* Activity: Below is a block of data; give all of it again word for word.

Items listed in a dataset
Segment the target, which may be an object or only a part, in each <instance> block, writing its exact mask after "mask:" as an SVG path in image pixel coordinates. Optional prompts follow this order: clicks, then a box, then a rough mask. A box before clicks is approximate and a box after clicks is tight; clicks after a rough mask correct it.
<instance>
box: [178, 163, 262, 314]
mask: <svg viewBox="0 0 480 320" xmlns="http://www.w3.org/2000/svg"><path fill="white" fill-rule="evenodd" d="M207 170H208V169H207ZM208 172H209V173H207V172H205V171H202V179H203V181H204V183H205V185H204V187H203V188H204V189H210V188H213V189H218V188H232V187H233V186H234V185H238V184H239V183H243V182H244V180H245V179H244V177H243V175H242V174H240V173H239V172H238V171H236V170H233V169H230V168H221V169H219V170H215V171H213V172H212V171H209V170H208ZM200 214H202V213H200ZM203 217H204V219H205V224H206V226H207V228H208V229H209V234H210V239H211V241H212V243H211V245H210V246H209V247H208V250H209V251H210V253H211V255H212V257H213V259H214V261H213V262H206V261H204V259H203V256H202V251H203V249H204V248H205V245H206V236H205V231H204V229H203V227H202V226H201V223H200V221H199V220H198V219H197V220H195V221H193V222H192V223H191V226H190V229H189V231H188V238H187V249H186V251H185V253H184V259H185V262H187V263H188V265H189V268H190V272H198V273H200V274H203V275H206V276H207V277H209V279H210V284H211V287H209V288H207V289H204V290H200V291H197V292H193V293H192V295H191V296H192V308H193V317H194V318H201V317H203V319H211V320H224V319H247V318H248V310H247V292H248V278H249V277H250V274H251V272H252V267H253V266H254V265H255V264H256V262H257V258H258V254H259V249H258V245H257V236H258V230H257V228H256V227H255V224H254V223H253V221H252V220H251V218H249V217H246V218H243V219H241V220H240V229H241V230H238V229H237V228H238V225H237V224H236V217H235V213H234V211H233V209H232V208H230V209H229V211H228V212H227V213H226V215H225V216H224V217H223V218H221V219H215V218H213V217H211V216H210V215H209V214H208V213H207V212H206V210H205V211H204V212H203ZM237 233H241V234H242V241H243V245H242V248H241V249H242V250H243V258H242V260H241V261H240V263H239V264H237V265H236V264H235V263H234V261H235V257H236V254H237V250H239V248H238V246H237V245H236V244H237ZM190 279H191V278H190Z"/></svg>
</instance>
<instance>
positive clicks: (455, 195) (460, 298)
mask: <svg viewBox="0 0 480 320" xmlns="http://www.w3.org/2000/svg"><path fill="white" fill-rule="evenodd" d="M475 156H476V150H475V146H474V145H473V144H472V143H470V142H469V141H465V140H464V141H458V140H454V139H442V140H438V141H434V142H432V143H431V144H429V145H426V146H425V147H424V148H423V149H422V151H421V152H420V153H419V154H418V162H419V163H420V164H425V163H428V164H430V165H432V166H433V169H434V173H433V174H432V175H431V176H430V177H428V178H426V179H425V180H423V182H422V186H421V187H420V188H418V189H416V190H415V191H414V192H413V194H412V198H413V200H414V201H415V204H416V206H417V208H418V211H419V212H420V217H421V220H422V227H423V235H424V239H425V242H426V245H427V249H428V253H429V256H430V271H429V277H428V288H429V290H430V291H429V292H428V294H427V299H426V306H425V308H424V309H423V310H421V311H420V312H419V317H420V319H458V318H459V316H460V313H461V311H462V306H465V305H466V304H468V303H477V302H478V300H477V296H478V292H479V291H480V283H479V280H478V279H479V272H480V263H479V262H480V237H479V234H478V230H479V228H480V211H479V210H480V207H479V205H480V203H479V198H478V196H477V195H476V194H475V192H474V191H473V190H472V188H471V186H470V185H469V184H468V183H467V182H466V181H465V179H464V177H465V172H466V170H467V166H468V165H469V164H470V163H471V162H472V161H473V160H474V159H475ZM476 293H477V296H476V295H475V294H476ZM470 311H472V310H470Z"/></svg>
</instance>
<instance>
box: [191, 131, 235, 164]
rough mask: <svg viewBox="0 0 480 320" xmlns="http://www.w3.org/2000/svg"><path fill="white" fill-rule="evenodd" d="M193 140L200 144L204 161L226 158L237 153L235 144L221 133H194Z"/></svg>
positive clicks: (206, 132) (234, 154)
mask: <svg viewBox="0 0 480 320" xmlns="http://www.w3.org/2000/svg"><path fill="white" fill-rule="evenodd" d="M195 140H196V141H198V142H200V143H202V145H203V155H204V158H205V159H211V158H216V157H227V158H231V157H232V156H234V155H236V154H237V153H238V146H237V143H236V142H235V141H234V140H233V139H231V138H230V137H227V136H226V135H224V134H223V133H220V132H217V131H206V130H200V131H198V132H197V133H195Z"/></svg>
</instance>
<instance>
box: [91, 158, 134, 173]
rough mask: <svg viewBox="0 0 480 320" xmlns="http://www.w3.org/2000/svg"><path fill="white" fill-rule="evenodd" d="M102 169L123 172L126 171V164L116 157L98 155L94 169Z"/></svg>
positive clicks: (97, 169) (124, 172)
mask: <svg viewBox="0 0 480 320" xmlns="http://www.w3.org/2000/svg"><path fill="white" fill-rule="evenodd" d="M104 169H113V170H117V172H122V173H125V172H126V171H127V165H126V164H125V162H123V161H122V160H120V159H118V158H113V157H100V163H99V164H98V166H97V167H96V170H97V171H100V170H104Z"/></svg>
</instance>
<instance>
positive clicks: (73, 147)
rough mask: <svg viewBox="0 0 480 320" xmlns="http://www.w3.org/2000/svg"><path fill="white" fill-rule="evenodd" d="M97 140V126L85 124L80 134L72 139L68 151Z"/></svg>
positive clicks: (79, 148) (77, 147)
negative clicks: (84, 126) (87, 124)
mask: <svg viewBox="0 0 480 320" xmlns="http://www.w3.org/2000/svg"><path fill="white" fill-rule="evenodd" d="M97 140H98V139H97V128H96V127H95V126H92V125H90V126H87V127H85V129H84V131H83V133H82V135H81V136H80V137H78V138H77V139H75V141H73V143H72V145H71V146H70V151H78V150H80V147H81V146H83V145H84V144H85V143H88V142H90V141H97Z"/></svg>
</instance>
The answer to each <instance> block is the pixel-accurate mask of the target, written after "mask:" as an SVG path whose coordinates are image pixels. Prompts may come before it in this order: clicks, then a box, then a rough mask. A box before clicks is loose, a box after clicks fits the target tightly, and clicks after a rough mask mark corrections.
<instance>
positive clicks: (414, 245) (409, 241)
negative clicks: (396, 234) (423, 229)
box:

* Answer space:
Segment the target, which may be an object or only a part, in each <instance> block, writing its exact mask after "mask:" as an SVG path in image pixel coordinates. Optional prompts follow this order: clicks, then a box, then a rough mask. A box before clicks is approximate and a box after clicks is tight; clicks after a rough mask correct it.
<instance>
box: [178, 163, 262, 314]
mask: <svg viewBox="0 0 480 320" xmlns="http://www.w3.org/2000/svg"><path fill="white" fill-rule="evenodd" d="M207 170H208V169H207ZM208 172H209V173H207V172H205V171H202V179H203V181H204V183H205V185H204V187H203V188H204V189H210V188H213V189H218V188H232V187H233V186H234V185H238V184H239V183H243V182H244V180H245V179H244V177H243V175H242V174H240V173H239V172H238V171H236V170H233V169H230V168H221V169H219V170H215V171H213V172H212V171H209V170H208ZM200 214H202V213H200ZM203 217H204V219H205V224H206V226H207V228H208V229H209V234H210V239H211V241H212V243H211V245H210V246H209V247H208V250H209V251H210V253H211V255H212V257H213V259H214V261H213V262H206V261H204V259H203V256H202V251H203V249H204V248H205V245H206V236H205V231H204V229H203V227H202V226H201V223H200V221H199V220H198V219H197V220H195V221H193V222H192V223H191V226H190V229H189V231H188V238H187V249H186V251H185V253H184V259H185V262H187V263H188V265H189V268H190V272H198V273H200V274H203V275H206V276H207V277H209V279H210V284H211V287H209V288H207V289H204V290H200V291H197V292H193V293H192V295H191V296H192V308H193V317H194V318H201V317H203V319H211V320H224V319H247V318H248V310H247V292H248V278H249V277H250V274H251V272H252V267H253V266H254V265H255V264H256V262H257V258H258V254H259V249H258V245H257V236H258V230H257V228H256V227H255V224H254V223H253V221H252V220H251V218H249V217H246V218H243V219H241V220H240V229H241V230H238V229H237V228H238V225H237V224H236V217H235V213H234V211H233V209H232V208H230V209H229V211H228V212H227V213H226V215H225V216H224V217H223V218H221V219H215V218H213V217H211V216H210V215H209V214H208V213H207V212H206V210H205V211H204V212H203ZM237 233H241V234H242V241H243V245H242V248H241V249H242V250H243V258H242V260H241V261H240V263H239V264H237V265H236V264H235V263H234V261H235V257H236V254H237V250H239V248H238V246H237V245H236V244H237ZM190 279H191V278H190Z"/></svg>
</instance>
<instance>
positive clicks: (455, 195) (460, 298)
mask: <svg viewBox="0 0 480 320" xmlns="http://www.w3.org/2000/svg"><path fill="white" fill-rule="evenodd" d="M475 156H476V150H475V146H474V145H473V144H472V143H470V142H469V141H465V140H464V141H458V140H454V139H442V140H438V141H434V142H432V143H431V144H429V145H426V146H425V147H424V148H423V149H422V151H421V152H420V153H419V154H418V162H419V163H420V164H425V163H428V164H430V165H432V166H433V169H434V173H433V174H432V175H431V176H430V177H428V178H426V179H425V180H423V182H422V186H421V187H420V188H418V189H416V190H415V191H414V192H413V194H412V198H413V200H414V201H415V204H416V206H417V208H418V211H419V212H420V217H421V220H422V227H423V235H424V239H425V242H426V245H427V249H428V253H429V256H430V271H429V277H428V288H429V290H430V291H429V292H428V294H427V299H426V306H425V308H424V309H423V310H421V311H420V312H419V317H420V319H458V318H459V316H460V313H461V311H462V306H465V305H466V304H468V303H477V302H478V300H477V296H478V292H479V291H480V283H479V280H478V279H479V272H480V263H479V262H480V237H479V234H478V230H479V228H480V211H479V210H480V207H479V205H480V203H479V198H478V196H477V195H476V194H475V192H474V191H473V190H472V188H471V186H470V185H469V184H468V183H467V182H466V181H465V179H464V177H465V172H466V170H467V166H468V165H469V164H470V163H471V162H472V161H473V160H474V159H475ZM476 293H477V296H476V295H475V294H476ZM470 311H472V310H470Z"/></svg>
</instance>
<instance>
box: [191, 131, 235, 164]
rough mask: <svg viewBox="0 0 480 320" xmlns="http://www.w3.org/2000/svg"><path fill="white" fill-rule="evenodd" d="M193 140L200 144L204 161L226 158L237 153L235 144L221 133H194Z"/></svg>
positive clicks: (206, 132) (234, 154)
mask: <svg viewBox="0 0 480 320" xmlns="http://www.w3.org/2000/svg"><path fill="white" fill-rule="evenodd" d="M195 140H196V141H198V142H200V143H202V145H203V155H204V158H205V159H211V158H216V157H227V158H231V157H232V156H234V155H236V154H237V153H238V146H237V143H236V142H235V141H234V140H233V139H231V138H230V137H227V136H226V135H224V134H223V133H220V132H217V131H206V130H200V131H198V132H197V133H195Z"/></svg>
</instance>
<instance>
box: [91, 158, 134, 173]
rough mask: <svg viewBox="0 0 480 320" xmlns="http://www.w3.org/2000/svg"><path fill="white" fill-rule="evenodd" d="M102 169L123 172L126 171V164L116 157L98 155L94 169Z"/></svg>
positive clicks: (97, 169) (124, 172)
mask: <svg viewBox="0 0 480 320" xmlns="http://www.w3.org/2000/svg"><path fill="white" fill-rule="evenodd" d="M104 169H113V170H117V172H122V173H125V172H126V171H127V165H126V164H125V162H123V161H122V160H120V159H118V158H113V157H100V163H99V164H98V166H97V167H96V170H97V171H100V170H104Z"/></svg>
</instance>
<instance>
positive clicks: (73, 147)
rough mask: <svg viewBox="0 0 480 320" xmlns="http://www.w3.org/2000/svg"><path fill="white" fill-rule="evenodd" d="M97 140V126L85 124L80 134L72 139L68 151Z"/></svg>
positive clicks: (79, 148) (77, 147)
negative clicks: (84, 126) (87, 124)
mask: <svg viewBox="0 0 480 320" xmlns="http://www.w3.org/2000/svg"><path fill="white" fill-rule="evenodd" d="M97 140H98V139H97V128H96V127H95V126H92V125H90V126H87V127H85V129H84V131H83V133H82V135H81V136H80V137H78V138H77V139H75V141H73V143H72V145H71V146H70V151H78V150H80V147H81V146H83V145H84V144H85V143H88V142H90V141H97Z"/></svg>
</instance>
The answer to each <instance> block is the pixel-accurate mask of the target, written after "mask:" as an SVG path whose coordinates are image pixels. Prompts may come before it in this order: clicks, then a box, then a rough mask. A box before clicks is loose, a box after clicks fits the target tightly, and clicks after a rough mask mark corrections.
<instance>
positive clicks: (414, 245) (409, 241)
negative clicks: (396, 234) (423, 229)
box:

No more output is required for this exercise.